» **OPDRACHT**: Kun je de rechterlijke uitspraak over het pgb hieronder verder schrijven, te beginnen na de laatste zin?

» **TEKSTFRAGMENT**:
========================================
Verweerder stelt terecht dat hij in beginsel alleen kosten kan goedkeuren die daadwerkelijk zijn uitbetaald aan AWBZ-zorg. Vast staat echter dat voor de kosten boven het bedrag van
€ 18.192,15 niet daadwerkelijk betalingen door eiseres zijn gedaan. Dat eiseres die betalingen niet kon doen omdat eerst achteraf is komen vast te staan dat eiseres recht had op een hoger pgb maakt het voorgaande niet anders. Uit de uitspraak van de CRvB van 31 juli 2013 (ECLI:NL:CRVB:2013:1259) volgt immers dat het niet kunnen verantwoorden van de zorgkosten in een geval als het onderhavige een omstandigheid is die voor rekening van het CIZ komt. Bovendien geldt dat eiseres in het geheel geen verifieerbare stukken heeft overgelegd van de gestelde extra zorgkosten. Daarbij volgt de rechtbank eiseres niet in haar stelling dat reeds op grond van de uitspraak van de rechtbank van 29 april 2014 voldoende duidelijk is dat en welke zorg door de moeder is geleverd. Dat de rechtbank in die uitspraak heeft geoordeeld dat eiseres in aanmerking dient te komen voor PV klasse 7 betekent immers nog niet dat daarmee vast staat dat die zorg ook daadwerkelijk is geleverd. 11. Verweerder was gelet op het voorgaande bevoegd het pgb lager vast te stellen.
========================================
» **AANGELEVERD MATERIAAL**:
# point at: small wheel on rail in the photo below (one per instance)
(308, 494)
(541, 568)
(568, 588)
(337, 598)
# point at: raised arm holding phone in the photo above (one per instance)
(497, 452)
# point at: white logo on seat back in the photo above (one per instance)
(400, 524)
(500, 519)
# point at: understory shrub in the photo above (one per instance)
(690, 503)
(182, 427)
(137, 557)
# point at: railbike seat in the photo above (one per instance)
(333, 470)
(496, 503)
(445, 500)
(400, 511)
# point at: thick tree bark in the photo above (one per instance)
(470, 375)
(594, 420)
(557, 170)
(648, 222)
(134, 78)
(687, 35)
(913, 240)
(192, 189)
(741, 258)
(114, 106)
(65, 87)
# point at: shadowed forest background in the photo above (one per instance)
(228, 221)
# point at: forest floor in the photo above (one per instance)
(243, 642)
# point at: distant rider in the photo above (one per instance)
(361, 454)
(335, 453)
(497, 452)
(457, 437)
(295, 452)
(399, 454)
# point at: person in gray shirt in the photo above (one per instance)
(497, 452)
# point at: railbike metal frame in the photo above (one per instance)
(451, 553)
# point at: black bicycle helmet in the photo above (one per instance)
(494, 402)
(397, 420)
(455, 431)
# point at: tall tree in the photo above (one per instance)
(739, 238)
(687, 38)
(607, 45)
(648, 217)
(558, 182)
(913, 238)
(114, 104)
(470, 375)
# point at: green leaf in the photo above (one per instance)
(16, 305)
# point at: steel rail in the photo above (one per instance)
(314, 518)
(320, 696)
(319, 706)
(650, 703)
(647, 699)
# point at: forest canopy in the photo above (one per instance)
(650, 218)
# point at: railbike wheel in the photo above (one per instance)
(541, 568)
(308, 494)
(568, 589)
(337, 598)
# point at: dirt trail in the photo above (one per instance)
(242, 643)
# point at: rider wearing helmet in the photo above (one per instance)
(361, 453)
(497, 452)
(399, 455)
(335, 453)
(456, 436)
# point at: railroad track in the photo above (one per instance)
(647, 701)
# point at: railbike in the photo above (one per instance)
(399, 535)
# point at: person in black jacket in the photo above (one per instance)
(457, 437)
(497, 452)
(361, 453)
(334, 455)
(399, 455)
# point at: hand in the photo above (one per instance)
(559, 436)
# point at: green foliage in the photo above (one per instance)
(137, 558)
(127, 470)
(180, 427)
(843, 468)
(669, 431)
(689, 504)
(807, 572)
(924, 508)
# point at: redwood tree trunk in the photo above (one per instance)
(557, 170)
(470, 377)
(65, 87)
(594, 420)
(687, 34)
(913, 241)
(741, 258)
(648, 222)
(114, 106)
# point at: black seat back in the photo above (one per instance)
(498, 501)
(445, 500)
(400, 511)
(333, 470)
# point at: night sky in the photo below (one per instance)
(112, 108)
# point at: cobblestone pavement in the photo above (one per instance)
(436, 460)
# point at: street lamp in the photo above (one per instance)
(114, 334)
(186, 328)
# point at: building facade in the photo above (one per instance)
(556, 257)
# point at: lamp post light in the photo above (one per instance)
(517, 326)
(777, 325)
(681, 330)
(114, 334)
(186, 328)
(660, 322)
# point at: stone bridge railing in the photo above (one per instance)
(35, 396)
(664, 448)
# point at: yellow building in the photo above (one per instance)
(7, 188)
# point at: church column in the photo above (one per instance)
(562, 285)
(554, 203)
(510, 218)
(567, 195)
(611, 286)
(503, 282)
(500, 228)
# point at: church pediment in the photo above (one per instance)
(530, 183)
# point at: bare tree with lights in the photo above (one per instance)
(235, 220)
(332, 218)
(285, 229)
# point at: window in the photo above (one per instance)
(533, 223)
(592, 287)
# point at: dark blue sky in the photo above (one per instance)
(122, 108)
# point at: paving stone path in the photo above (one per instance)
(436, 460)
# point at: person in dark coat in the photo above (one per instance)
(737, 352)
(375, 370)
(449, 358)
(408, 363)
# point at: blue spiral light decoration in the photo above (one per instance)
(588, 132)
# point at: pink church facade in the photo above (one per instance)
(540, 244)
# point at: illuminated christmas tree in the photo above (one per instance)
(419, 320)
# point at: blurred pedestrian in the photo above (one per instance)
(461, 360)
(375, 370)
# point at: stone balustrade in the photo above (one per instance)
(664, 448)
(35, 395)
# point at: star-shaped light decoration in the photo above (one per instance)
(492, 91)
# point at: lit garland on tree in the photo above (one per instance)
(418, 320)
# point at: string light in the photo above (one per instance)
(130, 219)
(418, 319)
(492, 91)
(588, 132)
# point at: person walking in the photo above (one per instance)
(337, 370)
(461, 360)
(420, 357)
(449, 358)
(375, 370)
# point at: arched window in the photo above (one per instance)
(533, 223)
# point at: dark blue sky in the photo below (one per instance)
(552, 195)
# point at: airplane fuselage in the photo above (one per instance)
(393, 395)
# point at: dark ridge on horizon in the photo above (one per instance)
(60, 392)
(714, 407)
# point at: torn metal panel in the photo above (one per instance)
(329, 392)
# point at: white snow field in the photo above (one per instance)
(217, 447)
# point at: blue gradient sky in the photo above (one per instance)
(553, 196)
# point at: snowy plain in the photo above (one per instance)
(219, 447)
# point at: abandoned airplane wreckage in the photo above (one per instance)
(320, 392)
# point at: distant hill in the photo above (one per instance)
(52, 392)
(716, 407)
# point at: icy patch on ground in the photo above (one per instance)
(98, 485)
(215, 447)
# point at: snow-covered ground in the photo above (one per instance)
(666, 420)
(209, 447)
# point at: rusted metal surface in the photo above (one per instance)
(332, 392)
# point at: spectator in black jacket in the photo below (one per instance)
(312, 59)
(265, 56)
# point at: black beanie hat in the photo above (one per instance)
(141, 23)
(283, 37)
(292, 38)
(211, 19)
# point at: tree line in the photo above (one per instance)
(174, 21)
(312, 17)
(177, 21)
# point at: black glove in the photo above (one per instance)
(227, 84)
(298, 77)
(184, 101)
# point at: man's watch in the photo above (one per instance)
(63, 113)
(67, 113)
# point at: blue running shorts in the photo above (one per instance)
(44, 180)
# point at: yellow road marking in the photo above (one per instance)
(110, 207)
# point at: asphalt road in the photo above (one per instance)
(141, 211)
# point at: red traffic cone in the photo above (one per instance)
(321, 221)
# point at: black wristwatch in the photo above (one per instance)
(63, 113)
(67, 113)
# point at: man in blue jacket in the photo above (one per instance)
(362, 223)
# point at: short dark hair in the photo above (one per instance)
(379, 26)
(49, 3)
========================================
» **ANTWOORD**:
12. Naar vaste rechtspraak van de Centrale Raad van Beroep (zie de uitspraak van 1 mei 2013, ECLI:NL:CRVB:2013:BZ9635) dient verweerder de discretionaire bevoegdheid om het pgb lager vast te stellen uit te oefenen met inachtneming van het geschreven en het ongeschreven recht, daaronder begrepen de in artikel 3:4 van de Algemene wet bestuursrecht neergelegde verplichting tot evenredige belangenafweging. Daarbij zal een afweging moeten worden gemaakt tussen het belang van handhaving van de niet nagekomen verplichting en de gevolgen van de verlaging voor de ontvanger, waarbij tevens de ernst van de tekortkoming en de mate waarin deze aan de ontvanger kan worden verweten van belang zijn (Kamerstukken II 1993/94, 23700, nr. 3 p. 74). 12. De rechtbank is van oordeel dat eiseres niet aannemelijk heeft gemaakt dat sprake is van omstandigheden die maken dat het lager vaststellen van het pgb of de terugvordering van het teveel uitbetaalde pgb leidt tot een onredelijkheid en onbillijkheid van overwegende aard. De rechtbank acht van belang dat eiseres de gestelde extra kosten in het geheel niet met verifieerbare stukken heeft onderbouwd en dat niet is gebleken dat het besluit voor eiseres onaanvaardbare financiële gevolgen heeft.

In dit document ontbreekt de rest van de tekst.